What you will do:
Transcribe word for word the lines spanning the line with "of the yellow" through the end of the records.

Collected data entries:
•••••

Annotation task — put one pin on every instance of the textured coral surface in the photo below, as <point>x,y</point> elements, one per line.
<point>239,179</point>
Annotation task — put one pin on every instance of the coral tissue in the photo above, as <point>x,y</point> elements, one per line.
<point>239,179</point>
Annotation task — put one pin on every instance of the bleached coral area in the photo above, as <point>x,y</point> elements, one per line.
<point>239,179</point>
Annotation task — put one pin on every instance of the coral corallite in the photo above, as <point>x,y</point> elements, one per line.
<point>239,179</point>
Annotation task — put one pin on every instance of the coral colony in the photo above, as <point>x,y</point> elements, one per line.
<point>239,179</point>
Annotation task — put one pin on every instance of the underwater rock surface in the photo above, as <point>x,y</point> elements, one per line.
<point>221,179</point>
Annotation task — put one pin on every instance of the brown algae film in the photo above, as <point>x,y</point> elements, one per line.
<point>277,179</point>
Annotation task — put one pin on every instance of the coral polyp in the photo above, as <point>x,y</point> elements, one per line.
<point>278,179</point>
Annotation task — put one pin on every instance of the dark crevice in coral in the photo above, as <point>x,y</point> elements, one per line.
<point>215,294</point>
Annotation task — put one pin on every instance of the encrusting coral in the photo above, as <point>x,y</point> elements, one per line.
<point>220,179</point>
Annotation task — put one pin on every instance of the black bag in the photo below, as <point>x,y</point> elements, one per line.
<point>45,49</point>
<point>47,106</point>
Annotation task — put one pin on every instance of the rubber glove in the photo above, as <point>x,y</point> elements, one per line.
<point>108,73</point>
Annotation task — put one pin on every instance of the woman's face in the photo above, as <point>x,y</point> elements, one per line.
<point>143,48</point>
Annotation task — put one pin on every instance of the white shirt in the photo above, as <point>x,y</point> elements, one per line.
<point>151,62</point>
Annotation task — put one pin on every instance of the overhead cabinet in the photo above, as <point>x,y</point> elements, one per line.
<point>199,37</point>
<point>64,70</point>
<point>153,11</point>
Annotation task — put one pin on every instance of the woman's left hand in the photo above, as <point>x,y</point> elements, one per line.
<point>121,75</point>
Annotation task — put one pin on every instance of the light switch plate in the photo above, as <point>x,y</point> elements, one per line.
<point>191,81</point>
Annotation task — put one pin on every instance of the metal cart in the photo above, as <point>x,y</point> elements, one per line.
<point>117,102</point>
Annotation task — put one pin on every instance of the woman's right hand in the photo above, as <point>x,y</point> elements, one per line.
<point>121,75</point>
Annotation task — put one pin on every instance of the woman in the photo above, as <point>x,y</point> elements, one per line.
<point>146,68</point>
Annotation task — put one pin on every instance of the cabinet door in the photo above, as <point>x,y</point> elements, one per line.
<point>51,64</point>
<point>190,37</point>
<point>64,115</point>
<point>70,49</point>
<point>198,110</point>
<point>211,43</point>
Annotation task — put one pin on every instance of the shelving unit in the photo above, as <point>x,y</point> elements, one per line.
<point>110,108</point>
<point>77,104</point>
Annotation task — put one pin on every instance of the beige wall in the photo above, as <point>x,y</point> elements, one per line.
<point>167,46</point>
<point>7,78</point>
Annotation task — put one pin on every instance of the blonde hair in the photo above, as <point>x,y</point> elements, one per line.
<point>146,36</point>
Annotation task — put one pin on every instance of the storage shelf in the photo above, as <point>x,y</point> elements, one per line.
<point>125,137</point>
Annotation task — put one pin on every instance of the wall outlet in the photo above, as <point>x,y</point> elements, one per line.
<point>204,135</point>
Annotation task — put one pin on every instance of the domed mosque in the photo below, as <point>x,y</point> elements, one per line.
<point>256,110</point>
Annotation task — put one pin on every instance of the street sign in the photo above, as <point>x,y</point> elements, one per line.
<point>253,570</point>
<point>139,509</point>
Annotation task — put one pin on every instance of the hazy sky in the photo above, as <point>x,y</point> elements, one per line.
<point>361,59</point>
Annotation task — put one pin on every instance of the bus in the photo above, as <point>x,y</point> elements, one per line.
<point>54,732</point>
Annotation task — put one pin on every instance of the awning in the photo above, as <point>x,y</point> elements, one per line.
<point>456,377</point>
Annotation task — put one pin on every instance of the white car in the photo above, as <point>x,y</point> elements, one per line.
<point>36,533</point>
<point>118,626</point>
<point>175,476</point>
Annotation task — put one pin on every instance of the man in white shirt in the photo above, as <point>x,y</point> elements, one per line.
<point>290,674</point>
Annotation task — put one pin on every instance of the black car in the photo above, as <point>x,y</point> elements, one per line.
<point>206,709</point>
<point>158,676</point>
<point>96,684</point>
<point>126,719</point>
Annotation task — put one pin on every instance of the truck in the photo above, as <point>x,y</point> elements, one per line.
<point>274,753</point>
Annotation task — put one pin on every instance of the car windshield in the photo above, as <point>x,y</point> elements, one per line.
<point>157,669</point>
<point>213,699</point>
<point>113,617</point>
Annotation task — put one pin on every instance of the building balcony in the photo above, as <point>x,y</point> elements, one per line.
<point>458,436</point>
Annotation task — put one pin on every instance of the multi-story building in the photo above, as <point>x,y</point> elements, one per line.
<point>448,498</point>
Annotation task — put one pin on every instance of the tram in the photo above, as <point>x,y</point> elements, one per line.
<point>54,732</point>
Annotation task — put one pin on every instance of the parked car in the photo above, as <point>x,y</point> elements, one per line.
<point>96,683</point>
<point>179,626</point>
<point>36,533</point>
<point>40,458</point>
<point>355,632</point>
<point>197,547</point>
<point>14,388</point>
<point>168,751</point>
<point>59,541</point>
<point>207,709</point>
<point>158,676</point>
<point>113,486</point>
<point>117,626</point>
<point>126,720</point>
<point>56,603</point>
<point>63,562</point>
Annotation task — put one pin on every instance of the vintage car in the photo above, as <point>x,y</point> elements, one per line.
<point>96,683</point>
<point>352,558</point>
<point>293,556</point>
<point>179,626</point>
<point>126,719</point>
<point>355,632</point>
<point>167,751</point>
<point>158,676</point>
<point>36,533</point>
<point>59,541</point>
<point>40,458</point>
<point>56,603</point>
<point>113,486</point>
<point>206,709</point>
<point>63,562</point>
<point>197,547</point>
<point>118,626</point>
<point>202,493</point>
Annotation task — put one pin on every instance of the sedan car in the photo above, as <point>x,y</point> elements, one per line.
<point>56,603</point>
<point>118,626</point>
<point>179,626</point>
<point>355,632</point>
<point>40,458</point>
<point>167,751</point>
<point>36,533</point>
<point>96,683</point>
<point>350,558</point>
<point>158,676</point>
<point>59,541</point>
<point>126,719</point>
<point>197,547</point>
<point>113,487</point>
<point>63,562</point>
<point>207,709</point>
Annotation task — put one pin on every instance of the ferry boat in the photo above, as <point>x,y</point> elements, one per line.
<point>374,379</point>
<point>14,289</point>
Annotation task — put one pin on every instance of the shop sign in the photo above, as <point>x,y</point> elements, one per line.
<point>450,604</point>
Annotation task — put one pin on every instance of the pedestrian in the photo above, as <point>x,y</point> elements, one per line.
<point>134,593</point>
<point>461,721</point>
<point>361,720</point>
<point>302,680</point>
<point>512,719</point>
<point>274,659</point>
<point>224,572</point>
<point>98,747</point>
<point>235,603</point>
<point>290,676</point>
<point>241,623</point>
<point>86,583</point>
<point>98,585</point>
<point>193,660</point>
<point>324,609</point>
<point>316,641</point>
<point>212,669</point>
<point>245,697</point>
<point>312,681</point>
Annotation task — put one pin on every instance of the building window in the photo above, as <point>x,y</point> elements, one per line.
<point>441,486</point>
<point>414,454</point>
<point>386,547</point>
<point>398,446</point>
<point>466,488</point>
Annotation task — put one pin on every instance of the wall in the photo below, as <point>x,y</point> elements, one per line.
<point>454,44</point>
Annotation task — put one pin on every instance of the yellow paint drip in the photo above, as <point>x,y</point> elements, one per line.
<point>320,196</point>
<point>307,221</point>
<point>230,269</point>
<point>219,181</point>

•••••

Exercise solution:
Annotation task — put one pin on every instance of the yellow paint drip in the photo above, as <point>x,y</point> elements, one per line.
<point>320,196</point>
<point>307,221</point>
<point>230,269</point>
<point>219,181</point>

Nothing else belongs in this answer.